Joseph Fornicola stands outside his home, shirtless, smoking a cigarette near the corner of South 9th Place and West Dakota Street on Milwaukee’s south side. Fornicola has a tough look about him, a feeling aided by the many tattoos that adorn his upper body. Then again, he’s spent his whole life on the South Side, most of it around gangs and drugs.
“It became a part of my daily life,” says Fornicola of the gang life. “Till I grew up and realized that’s childish. Had to [outgrow] it, but, for a while, you know, growin’ up, you’re impressionable.”
“Basically, everybody around, like the friends I used to play in the little field with and go to school with, they [were] always just gang members,” he says. “And, ey, you know, I really didn’t have a mom or a dad around so, you know, chased that family life and fell right into it.”
Joseph would see his dad once a week for a couple hours and his mom, who was single, worked all day to provide for her four children. “So, I was pretty much just left alone,” he says.
Fornicola’s home life served to toughen him up, too, in certain ways. There were four siblings in the house in all — Joseph, his two sisters and big brother. Fornicola was the youngest and says his brother, who was 10 years older, was “more like a father than anything.” There were pros and cons to being the baby, he says.

EXERCISE TASK A: List every member of Joseph Fornicola's family that the Fornicola profile mentions.
EXERCISE TASK B: Duplicate the stretch of the Fornicola profile from "Joseph Fornicola stands" through "gangs and drugs.".
The rows have no connection to the Fornicola profile.

RAW DATA:
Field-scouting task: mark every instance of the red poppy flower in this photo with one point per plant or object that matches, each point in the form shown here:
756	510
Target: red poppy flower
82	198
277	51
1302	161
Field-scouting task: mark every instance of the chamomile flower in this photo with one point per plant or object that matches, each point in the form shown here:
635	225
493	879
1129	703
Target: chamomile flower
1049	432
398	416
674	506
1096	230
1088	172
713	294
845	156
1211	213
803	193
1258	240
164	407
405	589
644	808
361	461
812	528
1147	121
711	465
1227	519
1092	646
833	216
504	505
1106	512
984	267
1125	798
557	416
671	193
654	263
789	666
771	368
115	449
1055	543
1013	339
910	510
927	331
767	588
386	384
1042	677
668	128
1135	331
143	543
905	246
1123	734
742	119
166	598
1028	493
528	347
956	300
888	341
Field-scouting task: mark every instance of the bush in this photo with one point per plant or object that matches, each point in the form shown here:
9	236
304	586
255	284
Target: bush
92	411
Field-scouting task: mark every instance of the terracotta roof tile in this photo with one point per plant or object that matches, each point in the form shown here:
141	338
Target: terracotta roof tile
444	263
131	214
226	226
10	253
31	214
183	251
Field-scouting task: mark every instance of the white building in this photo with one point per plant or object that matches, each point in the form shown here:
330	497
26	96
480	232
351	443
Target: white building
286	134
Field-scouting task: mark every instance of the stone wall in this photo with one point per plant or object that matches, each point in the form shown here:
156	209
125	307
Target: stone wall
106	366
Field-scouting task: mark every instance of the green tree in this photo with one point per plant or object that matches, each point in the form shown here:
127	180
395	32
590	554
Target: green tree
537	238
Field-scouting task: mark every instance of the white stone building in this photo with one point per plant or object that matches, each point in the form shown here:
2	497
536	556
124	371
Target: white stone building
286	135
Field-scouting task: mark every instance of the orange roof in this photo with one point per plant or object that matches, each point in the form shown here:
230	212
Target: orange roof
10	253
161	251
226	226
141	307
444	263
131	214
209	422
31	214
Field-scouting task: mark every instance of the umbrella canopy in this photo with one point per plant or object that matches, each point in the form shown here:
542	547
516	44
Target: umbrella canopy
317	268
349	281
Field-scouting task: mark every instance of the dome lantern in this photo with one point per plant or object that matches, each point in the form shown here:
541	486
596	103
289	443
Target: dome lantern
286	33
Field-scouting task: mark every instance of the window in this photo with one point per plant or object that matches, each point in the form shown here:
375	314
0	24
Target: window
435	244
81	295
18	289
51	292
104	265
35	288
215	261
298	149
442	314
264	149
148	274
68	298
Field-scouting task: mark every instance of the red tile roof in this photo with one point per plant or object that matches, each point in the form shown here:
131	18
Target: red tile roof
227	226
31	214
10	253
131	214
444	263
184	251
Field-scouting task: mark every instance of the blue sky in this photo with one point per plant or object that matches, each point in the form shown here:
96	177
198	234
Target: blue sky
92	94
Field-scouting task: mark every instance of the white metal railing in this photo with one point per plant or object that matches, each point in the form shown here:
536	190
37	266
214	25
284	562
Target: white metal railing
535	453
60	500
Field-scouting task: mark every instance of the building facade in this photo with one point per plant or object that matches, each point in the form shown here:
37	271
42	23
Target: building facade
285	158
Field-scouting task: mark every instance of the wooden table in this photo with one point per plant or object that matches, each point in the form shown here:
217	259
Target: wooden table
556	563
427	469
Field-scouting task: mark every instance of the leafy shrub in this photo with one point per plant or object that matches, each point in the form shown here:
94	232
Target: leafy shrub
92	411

WORKED SOLUTION A: His dad, his mom, his two sisters, and his big brother, who was 10 years older.

WORKED SOLUTION B:
Joseph Fornicola stands outside his home, shirtless, smoking a cigarette near the corner of South 9th Place and West Dakota Street on Milwaukee’s south side. Fornicola has a tough look about him, a feeling aided by the many tattoos that adorn his upper body. Then again, he’s spent his whole life on the South Side, most of it around gangs and drugs.